:: ESTRATTO DEL TESTO

Medea (o le altre). Sepe e Paiato alla sfida di Seneca

Medea di Sepe

Medea di Sepe
Maria Paiato è Medea (photo: teatroeliseo.it)
Pierpaolo Sepe ci ha provato, ha accettato la sfida di portare in scena un autore capitale nella storia della cultura occidentale, unico esempio di tragico latino a noi pervenuto, ineliminabile nell’influenza che eserciterà durante il Rinascimento e sul dramma elisabettiano; ma della cui destinazione scenica non ci si è mai definitivamente assicurati. Perché forse i suoi drammi erano destinati alla lettura.

La sfida a Seneca è questa: immaginare sul palco personaggi complessi, di altissimo tenore letterario e filosofico, tragici nel senso che riempirà le pagine di tutta la modernità occidentale: lingua e stile elevatissimi, nutriti di retorica asiana, costante tensione oratoria, sentenze di carattere generale inserite fra i versi più intimi e particolari, riferimenti al mondo mitologico e all’universo filosofico stoico.

La curatrice del testo, Francesca Minieri, ammorbidisce l’eloquio in una traduzione sciolta, interpolata da riferimenti attuali e moderatamente allocutoria. Ma la sfida vera è sul palco.

Pierpaolo Sepe tenta la carta di un’attualizzazione simbolica. La scena è una via di mezzo tra un saloon dopo l’arrivo dei banditi – vetri rotti, un senso d’abbandono – e una delicata stanza vetrata forse persino ibseniana, del tempo della caduta, della “vendita del giardino”.
Al centro, nel mezzo di una ringhiera quadrata, un cerchio di legno su cui è proiettata flebilmente una medaglia, o una moneta Usa. L’aria americaneggiante circola infatti nei costumi di Giasone e Creonte, ma non si rassoda mai veramente, non diviene mai senso inequivocabile, né orienta la vicenda. Come la proiezione della moneta, è una luce che colora ma non s’imprime. La sfida di Medea non è vinta sul piano dell’impostazione generale.

Né è vinta dal punto di vista della recitazione. Max Malatesta è, sì, un Giasone flessuoso, insinuante e tormentato, a tratti estetizzante ma perfettamente organico in sé, calcolato, scenicamente melodioso nelle movenze e nella vocalità, che oppone alla grandezza della protagonista un modo opposto e perciò convincente di antagonismo.

Maria Paiato
è regina di insistito dolore, che riesce a evidenziare, nell’ambito del suo personale ruolo, i molteplici tratti della straniera, della strega, dell’amante, della madre; è incontestabilmente predominante sulla scena (come sulla carta del testo), piagata, traduttrice “in corpo” dei tormenti, capace di mantenere costantemente elevato lo stile della sua declamazione senza un attimo di stanchezza e senza una minima concessione ai cliché tragici o pseudotragici propri della più vieta tradizione interpretativa.

::::

> **CONSEGNA**: Riscrivi il passo della recensione della Medea da "La sfida a Seneca" fino a "è sul palco." compreso, mettendo "scommessa" al posto di "sfida".

:: DATI FORNITI

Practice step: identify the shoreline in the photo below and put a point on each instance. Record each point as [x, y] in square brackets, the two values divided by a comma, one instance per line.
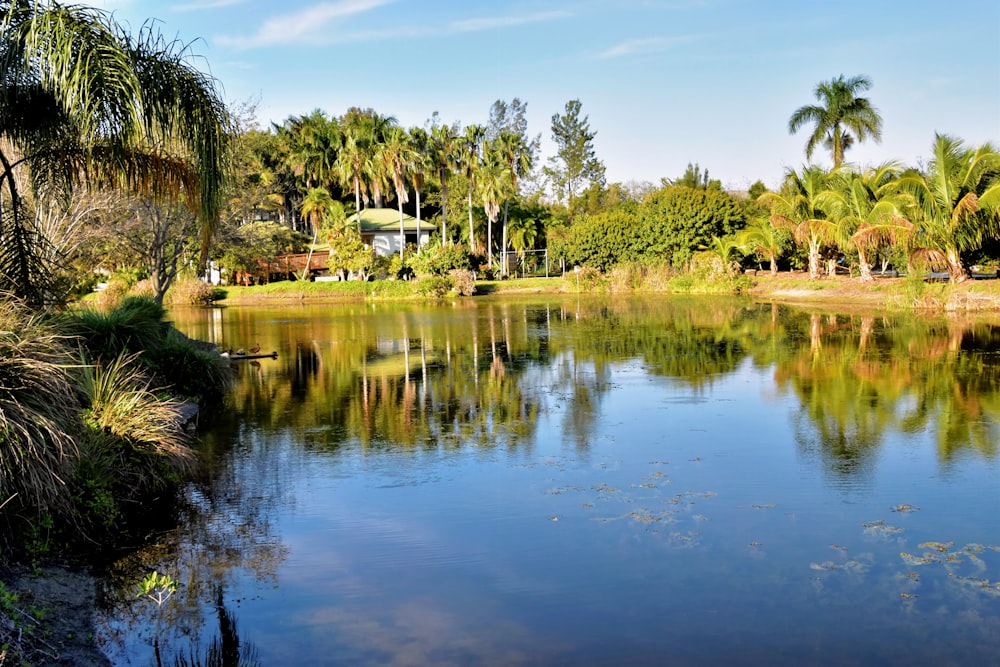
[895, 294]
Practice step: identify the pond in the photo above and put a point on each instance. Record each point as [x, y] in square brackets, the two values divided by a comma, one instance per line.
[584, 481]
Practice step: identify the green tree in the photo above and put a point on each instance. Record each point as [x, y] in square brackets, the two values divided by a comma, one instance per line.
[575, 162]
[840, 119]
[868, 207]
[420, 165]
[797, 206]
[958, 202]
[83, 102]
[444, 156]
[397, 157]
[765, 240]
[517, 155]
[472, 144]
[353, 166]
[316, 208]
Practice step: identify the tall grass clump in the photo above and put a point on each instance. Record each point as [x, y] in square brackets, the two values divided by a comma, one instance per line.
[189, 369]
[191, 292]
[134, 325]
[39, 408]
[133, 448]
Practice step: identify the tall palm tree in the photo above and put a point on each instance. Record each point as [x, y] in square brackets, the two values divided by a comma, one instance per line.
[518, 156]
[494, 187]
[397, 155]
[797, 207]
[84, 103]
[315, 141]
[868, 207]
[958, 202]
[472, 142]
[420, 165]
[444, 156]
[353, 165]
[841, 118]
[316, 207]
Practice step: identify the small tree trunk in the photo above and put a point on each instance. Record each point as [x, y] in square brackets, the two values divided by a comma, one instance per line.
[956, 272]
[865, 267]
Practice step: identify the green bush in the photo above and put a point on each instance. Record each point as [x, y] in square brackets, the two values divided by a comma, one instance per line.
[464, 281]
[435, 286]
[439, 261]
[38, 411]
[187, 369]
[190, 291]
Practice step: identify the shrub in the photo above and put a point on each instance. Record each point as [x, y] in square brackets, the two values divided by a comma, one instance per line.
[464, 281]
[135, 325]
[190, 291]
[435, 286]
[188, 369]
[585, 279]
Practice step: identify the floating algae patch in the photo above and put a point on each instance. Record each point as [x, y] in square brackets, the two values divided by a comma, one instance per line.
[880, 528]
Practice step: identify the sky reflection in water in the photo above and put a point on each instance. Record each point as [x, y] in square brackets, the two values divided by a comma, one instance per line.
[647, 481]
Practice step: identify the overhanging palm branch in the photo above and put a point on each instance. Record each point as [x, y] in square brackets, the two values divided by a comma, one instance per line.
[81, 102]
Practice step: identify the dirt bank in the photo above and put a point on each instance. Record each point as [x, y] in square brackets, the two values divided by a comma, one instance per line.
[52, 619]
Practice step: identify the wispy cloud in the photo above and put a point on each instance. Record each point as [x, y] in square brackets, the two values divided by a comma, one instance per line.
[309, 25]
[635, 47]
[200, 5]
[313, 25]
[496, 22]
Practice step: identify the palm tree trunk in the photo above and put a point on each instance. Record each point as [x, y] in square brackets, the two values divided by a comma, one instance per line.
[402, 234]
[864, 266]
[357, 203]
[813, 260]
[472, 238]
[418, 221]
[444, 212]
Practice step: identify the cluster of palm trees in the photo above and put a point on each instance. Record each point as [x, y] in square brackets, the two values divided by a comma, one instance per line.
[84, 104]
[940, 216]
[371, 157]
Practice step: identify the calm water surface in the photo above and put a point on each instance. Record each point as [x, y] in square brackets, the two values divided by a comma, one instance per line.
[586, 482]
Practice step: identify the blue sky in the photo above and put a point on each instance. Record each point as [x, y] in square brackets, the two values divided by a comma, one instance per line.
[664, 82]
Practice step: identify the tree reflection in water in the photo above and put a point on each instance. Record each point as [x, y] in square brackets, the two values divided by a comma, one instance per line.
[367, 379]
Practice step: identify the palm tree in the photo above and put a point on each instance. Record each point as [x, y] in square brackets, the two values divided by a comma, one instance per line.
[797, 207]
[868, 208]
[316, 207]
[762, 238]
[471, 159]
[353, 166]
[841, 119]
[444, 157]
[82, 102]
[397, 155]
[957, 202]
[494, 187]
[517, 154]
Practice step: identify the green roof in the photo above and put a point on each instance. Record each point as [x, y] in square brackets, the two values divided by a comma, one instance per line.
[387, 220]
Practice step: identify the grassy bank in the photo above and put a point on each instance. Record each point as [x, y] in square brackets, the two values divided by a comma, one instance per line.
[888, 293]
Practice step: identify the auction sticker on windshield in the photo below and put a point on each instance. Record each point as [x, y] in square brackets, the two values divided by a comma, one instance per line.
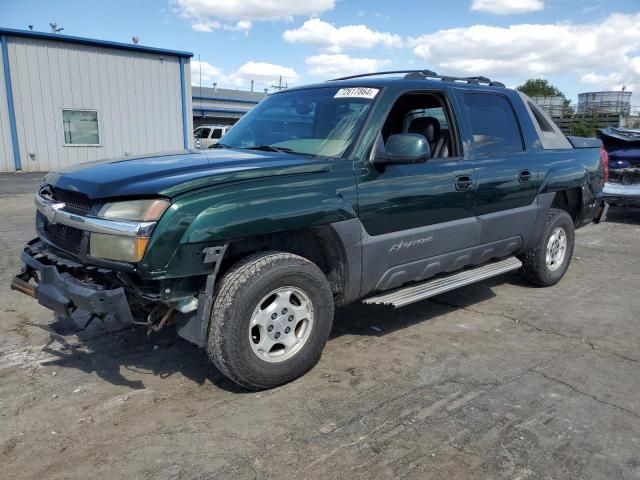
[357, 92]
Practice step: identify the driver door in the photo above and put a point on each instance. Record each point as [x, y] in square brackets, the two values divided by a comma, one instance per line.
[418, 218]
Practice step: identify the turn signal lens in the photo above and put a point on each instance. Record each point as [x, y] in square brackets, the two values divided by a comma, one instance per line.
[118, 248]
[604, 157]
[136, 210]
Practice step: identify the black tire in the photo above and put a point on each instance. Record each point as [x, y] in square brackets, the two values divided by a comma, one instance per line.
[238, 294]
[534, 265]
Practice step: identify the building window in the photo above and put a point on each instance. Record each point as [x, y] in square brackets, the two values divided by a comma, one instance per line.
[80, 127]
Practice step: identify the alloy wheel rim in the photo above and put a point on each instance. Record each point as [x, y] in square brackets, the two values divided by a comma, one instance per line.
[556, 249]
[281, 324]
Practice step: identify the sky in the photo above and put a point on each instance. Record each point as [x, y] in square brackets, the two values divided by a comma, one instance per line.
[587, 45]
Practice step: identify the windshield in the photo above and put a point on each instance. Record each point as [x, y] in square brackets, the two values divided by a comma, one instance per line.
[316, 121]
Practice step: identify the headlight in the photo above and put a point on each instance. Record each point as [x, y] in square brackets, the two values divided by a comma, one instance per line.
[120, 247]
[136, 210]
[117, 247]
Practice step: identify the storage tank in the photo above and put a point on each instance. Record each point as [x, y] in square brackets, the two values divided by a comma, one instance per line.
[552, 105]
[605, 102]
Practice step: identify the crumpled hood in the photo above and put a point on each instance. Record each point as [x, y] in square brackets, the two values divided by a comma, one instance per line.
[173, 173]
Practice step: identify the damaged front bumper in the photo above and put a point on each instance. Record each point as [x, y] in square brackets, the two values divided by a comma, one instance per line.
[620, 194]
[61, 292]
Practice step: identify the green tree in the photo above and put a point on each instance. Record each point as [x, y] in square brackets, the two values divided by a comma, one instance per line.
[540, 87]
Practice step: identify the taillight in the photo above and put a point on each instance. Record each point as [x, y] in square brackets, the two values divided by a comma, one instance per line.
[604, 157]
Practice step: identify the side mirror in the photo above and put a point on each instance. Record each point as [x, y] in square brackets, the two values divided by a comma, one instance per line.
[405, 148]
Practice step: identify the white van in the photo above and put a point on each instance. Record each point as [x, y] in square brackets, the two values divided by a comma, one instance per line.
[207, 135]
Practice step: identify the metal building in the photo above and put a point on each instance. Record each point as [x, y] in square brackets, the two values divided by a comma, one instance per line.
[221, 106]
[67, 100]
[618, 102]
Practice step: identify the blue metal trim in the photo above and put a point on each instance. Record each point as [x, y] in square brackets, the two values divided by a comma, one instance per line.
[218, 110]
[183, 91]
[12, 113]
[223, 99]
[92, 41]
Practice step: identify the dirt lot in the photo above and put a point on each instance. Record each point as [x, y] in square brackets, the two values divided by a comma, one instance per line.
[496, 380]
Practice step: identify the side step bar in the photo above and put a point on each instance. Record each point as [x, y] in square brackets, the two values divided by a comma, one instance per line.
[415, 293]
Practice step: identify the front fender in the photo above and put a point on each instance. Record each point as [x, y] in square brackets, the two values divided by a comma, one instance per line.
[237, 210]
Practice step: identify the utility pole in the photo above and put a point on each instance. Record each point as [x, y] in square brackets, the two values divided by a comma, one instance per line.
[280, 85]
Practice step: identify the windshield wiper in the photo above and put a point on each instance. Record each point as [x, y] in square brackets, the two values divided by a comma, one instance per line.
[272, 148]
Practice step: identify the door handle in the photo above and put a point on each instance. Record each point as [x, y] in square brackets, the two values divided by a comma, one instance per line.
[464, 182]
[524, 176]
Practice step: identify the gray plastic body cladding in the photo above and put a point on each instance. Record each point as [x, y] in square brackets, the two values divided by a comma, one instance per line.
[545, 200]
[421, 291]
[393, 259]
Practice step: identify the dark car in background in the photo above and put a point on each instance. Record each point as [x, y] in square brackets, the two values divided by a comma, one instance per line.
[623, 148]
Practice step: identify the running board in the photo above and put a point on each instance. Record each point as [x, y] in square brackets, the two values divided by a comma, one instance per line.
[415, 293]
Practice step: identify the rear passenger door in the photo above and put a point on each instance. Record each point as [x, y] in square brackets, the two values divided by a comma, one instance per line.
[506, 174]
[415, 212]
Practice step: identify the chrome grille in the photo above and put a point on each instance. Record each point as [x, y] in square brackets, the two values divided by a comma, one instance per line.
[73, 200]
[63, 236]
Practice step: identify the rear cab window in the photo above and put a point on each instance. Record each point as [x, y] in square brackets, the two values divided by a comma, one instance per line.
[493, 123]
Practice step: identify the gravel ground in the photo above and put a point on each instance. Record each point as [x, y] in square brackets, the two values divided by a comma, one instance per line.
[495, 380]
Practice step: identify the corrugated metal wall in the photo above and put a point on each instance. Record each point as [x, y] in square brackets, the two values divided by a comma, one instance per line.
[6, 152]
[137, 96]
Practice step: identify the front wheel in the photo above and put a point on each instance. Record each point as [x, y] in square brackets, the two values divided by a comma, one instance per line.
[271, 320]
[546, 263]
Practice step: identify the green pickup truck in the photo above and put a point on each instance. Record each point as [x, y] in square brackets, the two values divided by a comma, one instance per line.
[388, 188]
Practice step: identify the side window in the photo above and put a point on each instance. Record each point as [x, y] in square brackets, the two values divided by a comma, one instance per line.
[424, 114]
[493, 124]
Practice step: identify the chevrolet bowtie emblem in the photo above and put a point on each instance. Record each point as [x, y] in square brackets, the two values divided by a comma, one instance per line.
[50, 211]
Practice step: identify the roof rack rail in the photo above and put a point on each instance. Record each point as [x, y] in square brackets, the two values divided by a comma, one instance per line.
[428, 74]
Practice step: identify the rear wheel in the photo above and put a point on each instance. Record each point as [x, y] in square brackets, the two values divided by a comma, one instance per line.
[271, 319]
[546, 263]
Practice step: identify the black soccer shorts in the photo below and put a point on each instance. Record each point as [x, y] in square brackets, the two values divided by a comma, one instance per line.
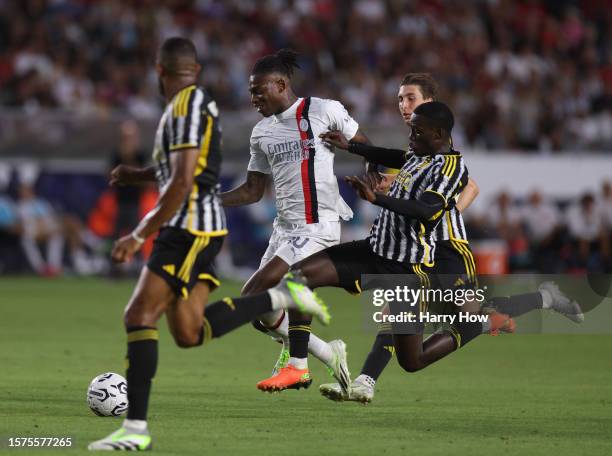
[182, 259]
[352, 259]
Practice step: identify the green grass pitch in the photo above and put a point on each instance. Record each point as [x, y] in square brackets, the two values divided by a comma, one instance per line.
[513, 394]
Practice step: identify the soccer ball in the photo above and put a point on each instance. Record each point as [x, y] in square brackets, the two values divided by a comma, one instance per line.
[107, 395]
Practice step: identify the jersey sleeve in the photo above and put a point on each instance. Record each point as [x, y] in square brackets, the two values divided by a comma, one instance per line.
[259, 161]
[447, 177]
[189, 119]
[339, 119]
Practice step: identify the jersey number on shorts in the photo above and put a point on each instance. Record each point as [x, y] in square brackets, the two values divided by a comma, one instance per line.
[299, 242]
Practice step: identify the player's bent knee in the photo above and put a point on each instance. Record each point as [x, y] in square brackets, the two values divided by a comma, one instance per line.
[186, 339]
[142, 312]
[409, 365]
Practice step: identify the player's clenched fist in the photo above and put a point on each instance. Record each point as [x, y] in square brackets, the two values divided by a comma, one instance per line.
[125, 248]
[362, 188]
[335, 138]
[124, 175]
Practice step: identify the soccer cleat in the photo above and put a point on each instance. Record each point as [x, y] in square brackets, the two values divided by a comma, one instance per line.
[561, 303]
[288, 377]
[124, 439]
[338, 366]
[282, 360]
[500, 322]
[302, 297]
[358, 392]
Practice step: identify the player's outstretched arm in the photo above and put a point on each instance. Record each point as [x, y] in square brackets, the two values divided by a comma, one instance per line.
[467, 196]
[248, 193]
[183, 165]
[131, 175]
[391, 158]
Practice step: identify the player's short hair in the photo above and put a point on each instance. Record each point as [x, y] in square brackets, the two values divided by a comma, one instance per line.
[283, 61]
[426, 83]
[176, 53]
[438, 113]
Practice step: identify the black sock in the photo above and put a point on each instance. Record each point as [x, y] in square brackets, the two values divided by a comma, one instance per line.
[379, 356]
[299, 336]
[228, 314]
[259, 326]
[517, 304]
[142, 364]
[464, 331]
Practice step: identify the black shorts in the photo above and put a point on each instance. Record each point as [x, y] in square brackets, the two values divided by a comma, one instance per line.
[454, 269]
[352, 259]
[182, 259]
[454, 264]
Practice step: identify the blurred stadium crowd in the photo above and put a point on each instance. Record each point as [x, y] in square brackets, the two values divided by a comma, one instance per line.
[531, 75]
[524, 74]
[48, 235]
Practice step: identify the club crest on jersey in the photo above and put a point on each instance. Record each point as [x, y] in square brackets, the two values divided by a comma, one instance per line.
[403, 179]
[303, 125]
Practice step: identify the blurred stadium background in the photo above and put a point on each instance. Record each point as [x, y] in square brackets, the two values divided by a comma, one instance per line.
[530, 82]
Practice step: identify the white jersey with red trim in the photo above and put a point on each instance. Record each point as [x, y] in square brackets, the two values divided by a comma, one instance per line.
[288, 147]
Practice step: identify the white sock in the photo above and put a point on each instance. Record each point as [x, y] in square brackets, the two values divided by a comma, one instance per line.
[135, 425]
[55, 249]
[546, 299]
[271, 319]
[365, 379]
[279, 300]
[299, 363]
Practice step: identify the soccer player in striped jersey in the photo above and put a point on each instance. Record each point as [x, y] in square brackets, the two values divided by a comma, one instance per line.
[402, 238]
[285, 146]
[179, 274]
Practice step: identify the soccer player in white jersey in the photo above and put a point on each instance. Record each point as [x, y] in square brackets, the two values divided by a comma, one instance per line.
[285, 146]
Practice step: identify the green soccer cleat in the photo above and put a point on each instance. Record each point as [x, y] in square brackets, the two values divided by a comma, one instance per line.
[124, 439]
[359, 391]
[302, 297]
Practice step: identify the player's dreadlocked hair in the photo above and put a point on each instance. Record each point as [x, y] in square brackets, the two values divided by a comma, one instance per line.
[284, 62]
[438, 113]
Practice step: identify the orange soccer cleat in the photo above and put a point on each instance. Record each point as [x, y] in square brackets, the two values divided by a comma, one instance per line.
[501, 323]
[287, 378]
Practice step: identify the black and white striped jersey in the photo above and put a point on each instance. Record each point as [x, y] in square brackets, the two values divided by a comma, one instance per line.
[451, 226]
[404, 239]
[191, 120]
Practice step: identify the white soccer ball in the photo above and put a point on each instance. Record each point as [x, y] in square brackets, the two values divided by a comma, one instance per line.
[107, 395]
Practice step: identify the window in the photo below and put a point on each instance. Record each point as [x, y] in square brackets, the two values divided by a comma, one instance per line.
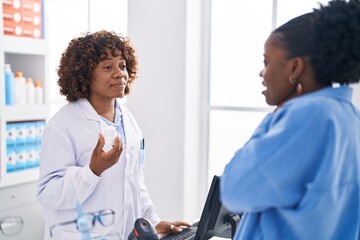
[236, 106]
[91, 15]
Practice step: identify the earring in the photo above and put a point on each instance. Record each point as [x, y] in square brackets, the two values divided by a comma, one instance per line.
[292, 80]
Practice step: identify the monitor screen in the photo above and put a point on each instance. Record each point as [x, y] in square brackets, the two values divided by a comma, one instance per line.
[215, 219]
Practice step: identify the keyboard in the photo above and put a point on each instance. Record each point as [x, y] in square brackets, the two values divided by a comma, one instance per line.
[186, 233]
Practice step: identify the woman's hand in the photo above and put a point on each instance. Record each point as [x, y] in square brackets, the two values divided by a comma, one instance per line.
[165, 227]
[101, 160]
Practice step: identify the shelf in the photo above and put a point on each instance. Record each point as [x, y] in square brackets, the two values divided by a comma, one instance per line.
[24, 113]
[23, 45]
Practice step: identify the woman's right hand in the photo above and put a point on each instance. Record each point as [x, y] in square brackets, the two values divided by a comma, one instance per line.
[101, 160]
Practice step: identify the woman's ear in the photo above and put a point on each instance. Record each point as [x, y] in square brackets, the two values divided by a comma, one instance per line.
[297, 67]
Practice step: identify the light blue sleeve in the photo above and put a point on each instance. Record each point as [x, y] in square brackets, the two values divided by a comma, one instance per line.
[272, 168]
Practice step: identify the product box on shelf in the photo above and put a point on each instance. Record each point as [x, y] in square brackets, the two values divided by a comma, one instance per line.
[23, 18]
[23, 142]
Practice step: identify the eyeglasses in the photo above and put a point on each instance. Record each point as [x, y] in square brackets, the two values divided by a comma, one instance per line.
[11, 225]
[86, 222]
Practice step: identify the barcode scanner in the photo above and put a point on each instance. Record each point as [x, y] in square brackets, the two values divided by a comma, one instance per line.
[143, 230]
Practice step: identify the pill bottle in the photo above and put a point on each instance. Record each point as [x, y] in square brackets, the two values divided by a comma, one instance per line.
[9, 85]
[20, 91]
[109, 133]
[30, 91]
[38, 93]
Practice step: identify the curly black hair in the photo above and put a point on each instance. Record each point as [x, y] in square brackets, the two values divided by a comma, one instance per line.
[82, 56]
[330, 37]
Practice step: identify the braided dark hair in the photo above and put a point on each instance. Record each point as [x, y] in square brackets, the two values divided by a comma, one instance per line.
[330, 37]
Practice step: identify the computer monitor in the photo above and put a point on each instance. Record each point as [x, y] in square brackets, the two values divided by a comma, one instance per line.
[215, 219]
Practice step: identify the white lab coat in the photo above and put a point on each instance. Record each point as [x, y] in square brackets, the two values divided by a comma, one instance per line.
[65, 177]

::::

> **RISULTATO**:
La scommessa a Seneca è questa: immaginare sul palco personaggi complessi, di altissimo tenore letterario e filosofico, tragici nel senso che riempirà le pagine di tutta la modernità occidentale: lingua e stile elevatissimi, nutriti di retorica asiana, costante tensione oratoria, sentenze di carattere generale inserite fra i versi più intimi e particolari, riferimenti al mondo mitologico e all’universo filosofico stoico.

La curatrice del testo, Francesca Minieri, ammorbidisce l’eloquio in una traduzione sciolta, interpolata da riferimenti attuali e moderatamente allocutoria. Ma la scommessa vera è sul palco.